* Aim of the task
Across the listing below, count the lines with "barrier" in them. Write nothing but the number.

───── Record extracts ─────

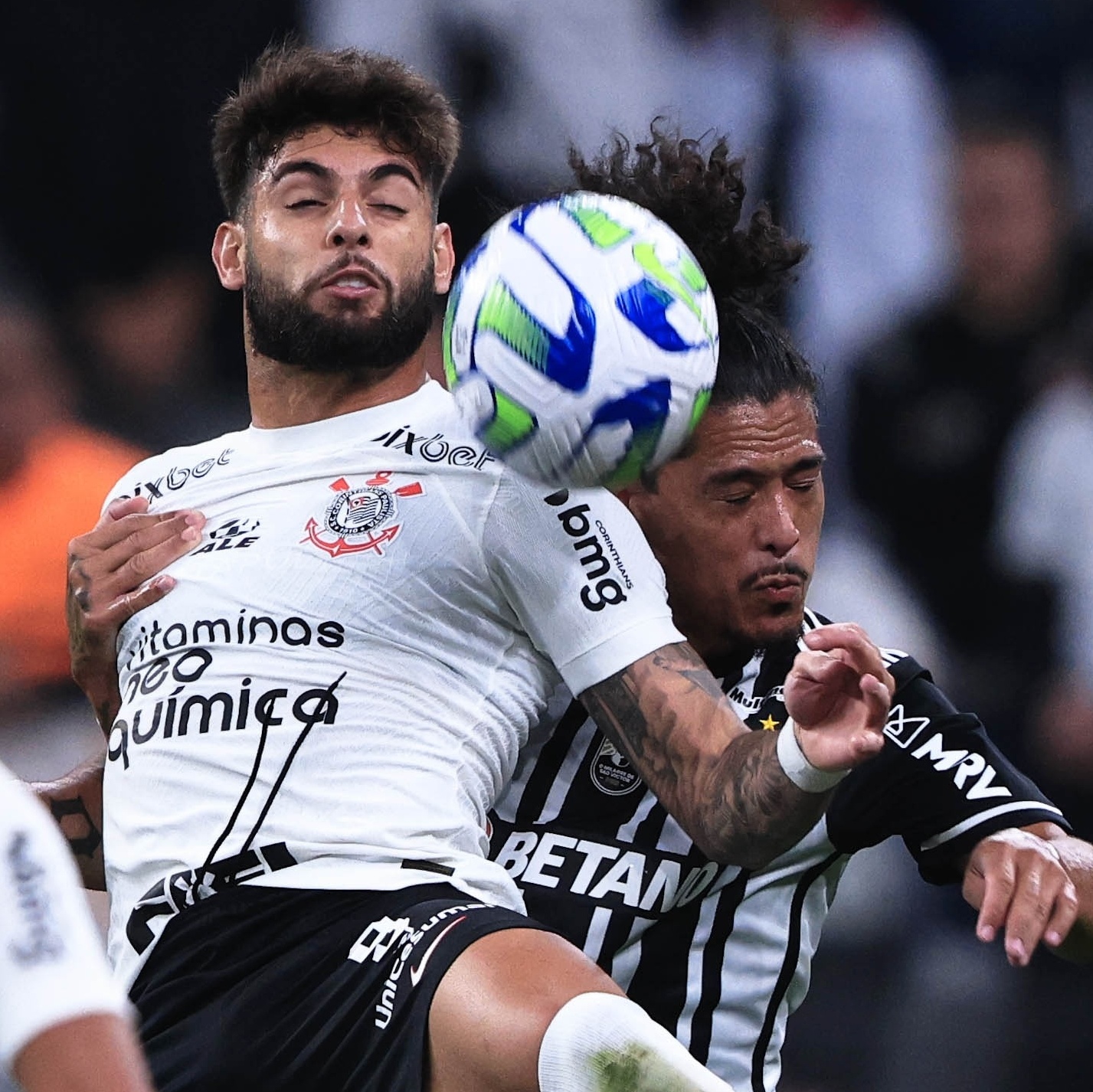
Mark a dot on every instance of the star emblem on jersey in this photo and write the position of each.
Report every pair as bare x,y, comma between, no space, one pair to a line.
361,518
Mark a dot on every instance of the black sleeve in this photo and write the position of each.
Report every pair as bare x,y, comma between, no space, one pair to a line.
940,784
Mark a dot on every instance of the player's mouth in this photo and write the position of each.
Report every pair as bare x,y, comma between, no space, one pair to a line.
784,585
353,282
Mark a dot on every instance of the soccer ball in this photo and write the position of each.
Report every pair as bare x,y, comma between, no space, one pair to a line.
581,340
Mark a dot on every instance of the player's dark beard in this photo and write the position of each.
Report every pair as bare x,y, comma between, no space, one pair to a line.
286,329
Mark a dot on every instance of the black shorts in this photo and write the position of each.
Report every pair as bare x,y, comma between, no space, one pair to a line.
269,989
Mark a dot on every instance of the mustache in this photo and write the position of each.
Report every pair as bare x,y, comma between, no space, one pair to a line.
343,263
782,568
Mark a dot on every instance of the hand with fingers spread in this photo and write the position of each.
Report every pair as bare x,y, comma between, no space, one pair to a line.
1020,885
113,574
839,695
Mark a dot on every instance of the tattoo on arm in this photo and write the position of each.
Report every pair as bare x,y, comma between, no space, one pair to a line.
83,838
722,782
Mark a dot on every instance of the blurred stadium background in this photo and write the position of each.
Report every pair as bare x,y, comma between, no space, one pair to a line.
939,156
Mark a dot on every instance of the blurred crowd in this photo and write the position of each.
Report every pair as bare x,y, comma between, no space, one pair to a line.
937,154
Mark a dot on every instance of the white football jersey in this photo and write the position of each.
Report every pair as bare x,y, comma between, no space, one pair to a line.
51,963
335,692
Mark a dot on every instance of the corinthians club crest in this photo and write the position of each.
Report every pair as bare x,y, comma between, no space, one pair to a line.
361,518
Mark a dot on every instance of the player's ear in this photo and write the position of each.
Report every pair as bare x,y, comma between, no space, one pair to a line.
228,255
631,495
444,258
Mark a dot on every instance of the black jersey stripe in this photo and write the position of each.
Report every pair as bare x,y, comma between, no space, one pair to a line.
243,797
788,967
549,764
713,966
319,713
666,945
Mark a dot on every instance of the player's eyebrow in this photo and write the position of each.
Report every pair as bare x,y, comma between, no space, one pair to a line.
398,169
318,171
303,168
747,473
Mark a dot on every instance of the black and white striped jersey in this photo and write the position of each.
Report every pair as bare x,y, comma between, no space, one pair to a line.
722,956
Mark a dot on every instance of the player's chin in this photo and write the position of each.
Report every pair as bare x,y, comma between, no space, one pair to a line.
775,623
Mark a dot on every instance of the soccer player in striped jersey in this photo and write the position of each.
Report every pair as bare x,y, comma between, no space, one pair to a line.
310,713
721,956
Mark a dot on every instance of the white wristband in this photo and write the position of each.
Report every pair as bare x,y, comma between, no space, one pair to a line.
798,769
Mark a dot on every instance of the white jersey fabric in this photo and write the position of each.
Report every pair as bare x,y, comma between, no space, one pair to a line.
51,962
337,690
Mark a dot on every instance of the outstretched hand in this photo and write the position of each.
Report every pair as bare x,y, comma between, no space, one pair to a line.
108,567
839,693
1020,884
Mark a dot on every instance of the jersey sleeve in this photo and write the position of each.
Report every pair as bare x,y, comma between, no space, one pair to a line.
939,783
580,576
51,963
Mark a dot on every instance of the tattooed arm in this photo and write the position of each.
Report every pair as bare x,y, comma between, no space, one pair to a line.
107,567
76,803
722,783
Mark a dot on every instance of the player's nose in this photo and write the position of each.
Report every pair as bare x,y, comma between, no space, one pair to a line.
349,225
778,528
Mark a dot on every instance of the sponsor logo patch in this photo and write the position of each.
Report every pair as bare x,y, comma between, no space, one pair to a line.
594,548
611,771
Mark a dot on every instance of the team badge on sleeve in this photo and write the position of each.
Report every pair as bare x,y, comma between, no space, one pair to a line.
612,772
361,518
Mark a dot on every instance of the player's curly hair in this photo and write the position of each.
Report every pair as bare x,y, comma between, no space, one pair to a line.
292,87
699,191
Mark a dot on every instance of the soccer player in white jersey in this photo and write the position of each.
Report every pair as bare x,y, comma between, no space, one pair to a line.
721,956
310,713
64,1023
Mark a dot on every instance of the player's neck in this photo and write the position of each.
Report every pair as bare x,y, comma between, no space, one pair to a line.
282,396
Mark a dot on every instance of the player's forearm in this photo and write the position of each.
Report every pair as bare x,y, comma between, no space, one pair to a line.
97,1053
76,803
722,783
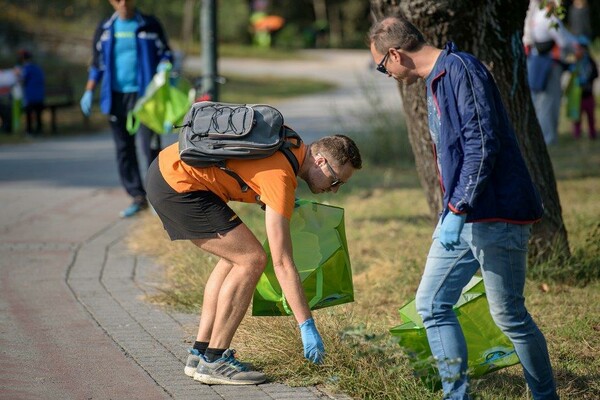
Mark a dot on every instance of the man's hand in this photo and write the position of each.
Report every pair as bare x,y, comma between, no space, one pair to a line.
167,127
312,342
86,103
163,66
450,230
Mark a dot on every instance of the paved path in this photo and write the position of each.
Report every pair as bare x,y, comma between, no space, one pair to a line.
73,323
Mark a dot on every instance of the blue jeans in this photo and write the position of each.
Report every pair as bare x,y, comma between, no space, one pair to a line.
500,250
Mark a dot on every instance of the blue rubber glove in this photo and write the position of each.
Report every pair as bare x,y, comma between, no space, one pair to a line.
450,230
163,66
86,103
312,342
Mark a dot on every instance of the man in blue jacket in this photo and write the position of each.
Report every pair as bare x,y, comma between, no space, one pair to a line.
33,80
128,49
489,204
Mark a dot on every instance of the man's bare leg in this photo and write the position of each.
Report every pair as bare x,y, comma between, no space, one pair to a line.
243,251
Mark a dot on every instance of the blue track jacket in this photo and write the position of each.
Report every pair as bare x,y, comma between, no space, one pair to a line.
152,48
482,172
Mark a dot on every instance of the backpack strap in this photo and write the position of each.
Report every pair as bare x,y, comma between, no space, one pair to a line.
292,141
289,135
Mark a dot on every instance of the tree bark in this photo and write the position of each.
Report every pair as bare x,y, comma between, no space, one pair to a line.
492,31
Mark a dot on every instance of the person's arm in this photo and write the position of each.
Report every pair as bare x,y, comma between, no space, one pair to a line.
94,74
280,243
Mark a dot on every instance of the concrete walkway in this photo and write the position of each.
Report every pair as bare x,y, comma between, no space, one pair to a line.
73,322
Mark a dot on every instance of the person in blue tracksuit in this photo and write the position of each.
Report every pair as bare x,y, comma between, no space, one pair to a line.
489,204
128,49
33,81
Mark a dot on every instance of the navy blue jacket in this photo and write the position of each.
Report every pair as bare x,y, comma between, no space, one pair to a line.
482,172
152,48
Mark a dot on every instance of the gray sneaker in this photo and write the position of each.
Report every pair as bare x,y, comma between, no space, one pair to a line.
192,362
227,371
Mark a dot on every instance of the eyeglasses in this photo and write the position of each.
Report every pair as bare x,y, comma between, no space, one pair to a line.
336,181
381,66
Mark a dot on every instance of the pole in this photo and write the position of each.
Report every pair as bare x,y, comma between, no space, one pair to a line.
208,38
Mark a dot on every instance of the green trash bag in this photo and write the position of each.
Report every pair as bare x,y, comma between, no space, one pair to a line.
573,94
488,348
162,105
321,256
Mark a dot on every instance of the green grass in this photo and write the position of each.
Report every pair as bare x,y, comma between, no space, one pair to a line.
267,89
237,89
389,232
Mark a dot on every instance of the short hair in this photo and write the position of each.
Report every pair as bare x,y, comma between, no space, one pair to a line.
338,149
395,32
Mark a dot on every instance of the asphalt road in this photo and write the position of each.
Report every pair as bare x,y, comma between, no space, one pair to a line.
73,323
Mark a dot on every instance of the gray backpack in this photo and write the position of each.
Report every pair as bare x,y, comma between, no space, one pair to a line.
213,133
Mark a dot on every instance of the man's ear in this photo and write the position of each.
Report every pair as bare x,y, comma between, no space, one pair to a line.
396,55
319,159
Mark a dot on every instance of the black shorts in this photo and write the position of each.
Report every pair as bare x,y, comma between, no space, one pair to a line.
193,215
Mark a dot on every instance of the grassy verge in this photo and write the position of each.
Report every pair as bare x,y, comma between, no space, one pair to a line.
389,233
237,89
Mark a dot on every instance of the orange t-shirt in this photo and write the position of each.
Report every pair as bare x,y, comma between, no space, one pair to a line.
271,178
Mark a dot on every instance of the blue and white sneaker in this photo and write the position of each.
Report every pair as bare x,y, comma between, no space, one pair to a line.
227,371
135,207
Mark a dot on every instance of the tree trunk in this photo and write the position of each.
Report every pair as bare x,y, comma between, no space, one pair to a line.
187,23
492,31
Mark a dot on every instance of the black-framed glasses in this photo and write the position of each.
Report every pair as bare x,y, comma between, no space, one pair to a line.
336,181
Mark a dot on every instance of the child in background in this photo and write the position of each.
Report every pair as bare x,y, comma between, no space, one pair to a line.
587,72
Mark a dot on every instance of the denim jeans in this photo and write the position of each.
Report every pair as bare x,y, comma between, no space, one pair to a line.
500,250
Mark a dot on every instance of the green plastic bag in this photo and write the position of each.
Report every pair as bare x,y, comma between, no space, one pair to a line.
321,256
573,94
162,105
488,348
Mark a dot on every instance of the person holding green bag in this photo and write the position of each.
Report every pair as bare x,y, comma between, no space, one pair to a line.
191,203
489,204
128,49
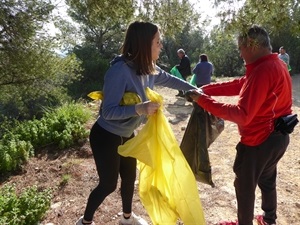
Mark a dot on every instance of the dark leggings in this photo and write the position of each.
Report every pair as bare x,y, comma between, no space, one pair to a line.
258,166
109,165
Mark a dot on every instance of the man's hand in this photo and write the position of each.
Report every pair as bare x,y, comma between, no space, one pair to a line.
194,94
146,108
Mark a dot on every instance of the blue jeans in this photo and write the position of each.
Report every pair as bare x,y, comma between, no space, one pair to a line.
257,165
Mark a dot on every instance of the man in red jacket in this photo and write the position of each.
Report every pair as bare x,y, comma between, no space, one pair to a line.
265,94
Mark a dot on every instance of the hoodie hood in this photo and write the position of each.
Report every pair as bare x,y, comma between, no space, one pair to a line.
119,58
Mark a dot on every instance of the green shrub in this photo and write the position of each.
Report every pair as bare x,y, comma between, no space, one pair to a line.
62,127
27,208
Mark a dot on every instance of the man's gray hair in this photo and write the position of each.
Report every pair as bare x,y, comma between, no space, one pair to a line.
181,51
257,36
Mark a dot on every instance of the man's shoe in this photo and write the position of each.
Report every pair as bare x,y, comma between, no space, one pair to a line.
260,220
133,220
80,222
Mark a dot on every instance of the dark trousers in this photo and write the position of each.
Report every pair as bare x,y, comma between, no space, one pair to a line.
109,165
258,166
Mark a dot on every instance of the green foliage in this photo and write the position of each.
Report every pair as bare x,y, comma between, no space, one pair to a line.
63,127
27,208
94,68
223,53
172,16
102,22
32,74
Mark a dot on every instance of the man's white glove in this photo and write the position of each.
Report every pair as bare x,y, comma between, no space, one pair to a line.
146,108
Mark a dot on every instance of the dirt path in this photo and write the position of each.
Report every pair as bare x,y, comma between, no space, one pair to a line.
219,203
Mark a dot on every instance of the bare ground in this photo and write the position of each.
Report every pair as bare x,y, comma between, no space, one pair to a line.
72,175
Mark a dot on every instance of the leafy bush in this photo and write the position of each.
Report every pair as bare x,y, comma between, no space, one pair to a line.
63,127
27,208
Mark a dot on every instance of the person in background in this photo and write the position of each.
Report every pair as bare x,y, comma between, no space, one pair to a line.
265,94
132,71
184,67
284,57
203,71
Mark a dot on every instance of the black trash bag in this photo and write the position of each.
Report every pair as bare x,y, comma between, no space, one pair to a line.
202,130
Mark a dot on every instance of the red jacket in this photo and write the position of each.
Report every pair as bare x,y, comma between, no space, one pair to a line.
265,93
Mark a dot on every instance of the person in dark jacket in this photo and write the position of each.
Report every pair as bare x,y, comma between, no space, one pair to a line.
184,67
265,95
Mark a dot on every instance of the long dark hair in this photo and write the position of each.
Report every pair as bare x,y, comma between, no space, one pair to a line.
137,46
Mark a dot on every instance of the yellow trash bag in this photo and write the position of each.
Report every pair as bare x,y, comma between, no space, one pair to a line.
129,98
167,186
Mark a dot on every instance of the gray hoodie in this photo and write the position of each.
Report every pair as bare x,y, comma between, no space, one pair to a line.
121,77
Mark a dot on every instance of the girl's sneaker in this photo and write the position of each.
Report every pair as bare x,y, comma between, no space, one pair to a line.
133,220
260,220
79,222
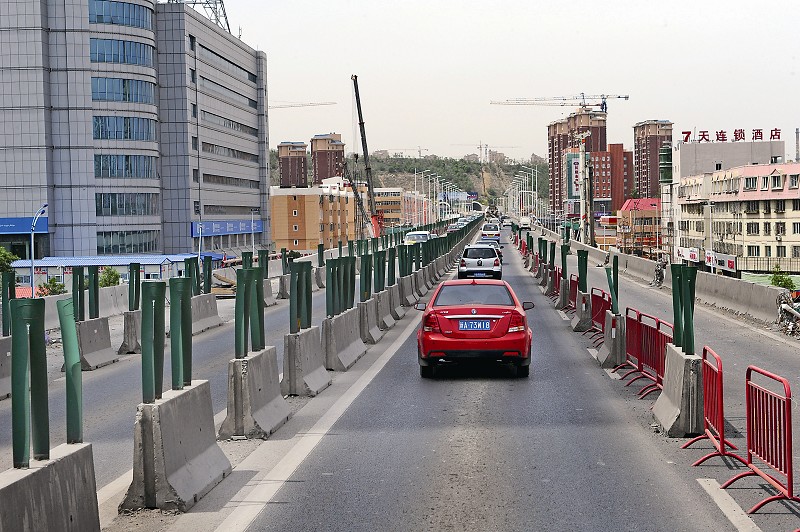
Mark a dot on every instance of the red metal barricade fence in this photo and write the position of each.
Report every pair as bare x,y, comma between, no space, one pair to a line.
633,343
769,436
713,409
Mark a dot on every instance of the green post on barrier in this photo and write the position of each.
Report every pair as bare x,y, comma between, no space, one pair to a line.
72,371
583,261
207,275
94,292
77,293
677,304
257,332
180,328
689,276
9,293
153,314
242,311
263,262
392,278
134,285
29,407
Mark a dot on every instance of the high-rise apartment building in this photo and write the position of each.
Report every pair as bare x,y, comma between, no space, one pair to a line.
142,125
561,136
327,156
293,164
648,137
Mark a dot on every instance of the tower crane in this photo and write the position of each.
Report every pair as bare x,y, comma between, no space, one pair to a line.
300,104
579,100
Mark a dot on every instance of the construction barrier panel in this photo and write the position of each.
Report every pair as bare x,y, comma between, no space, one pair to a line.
256,407
769,436
341,337
713,409
304,363
176,459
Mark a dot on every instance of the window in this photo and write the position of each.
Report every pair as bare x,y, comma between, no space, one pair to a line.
123,128
125,166
122,13
119,51
123,90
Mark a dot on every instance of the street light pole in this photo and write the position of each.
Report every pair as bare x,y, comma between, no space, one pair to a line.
39,213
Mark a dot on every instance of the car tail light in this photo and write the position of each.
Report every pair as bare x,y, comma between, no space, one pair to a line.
431,324
517,323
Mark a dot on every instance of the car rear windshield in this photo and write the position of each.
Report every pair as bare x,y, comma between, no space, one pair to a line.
480,253
473,294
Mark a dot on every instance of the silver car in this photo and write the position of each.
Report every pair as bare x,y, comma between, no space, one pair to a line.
480,260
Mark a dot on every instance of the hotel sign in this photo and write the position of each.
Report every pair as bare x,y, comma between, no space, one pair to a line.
738,135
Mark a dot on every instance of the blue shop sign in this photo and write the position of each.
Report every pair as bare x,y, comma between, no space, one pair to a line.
18,226
227,227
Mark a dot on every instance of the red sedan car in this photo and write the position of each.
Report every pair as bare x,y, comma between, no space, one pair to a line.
471,320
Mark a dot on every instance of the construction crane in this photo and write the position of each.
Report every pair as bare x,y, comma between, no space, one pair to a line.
580,100
418,149
300,104
377,217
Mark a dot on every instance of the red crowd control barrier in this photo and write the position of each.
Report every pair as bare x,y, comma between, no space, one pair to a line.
633,342
769,436
713,409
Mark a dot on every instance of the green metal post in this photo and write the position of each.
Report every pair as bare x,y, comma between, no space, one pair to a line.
72,371
583,261
677,304
366,277
392,280
9,293
207,275
242,311
153,313
94,292
689,276
29,409
77,293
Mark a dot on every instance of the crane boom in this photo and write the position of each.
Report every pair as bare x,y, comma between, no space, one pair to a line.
377,221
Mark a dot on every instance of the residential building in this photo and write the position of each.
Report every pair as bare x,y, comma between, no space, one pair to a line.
648,137
638,227
746,218
293,164
561,136
134,122
695,158
327,156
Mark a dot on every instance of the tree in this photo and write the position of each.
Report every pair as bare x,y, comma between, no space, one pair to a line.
51,288
781,279
6,258
108,277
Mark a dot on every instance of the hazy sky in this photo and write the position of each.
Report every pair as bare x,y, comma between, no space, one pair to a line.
427,70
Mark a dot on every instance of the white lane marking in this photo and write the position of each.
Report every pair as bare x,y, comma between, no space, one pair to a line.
738,517
251,505
121,483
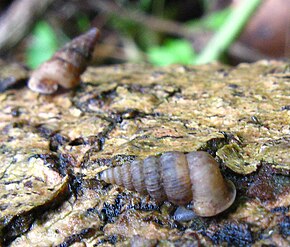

─────

* Reply
3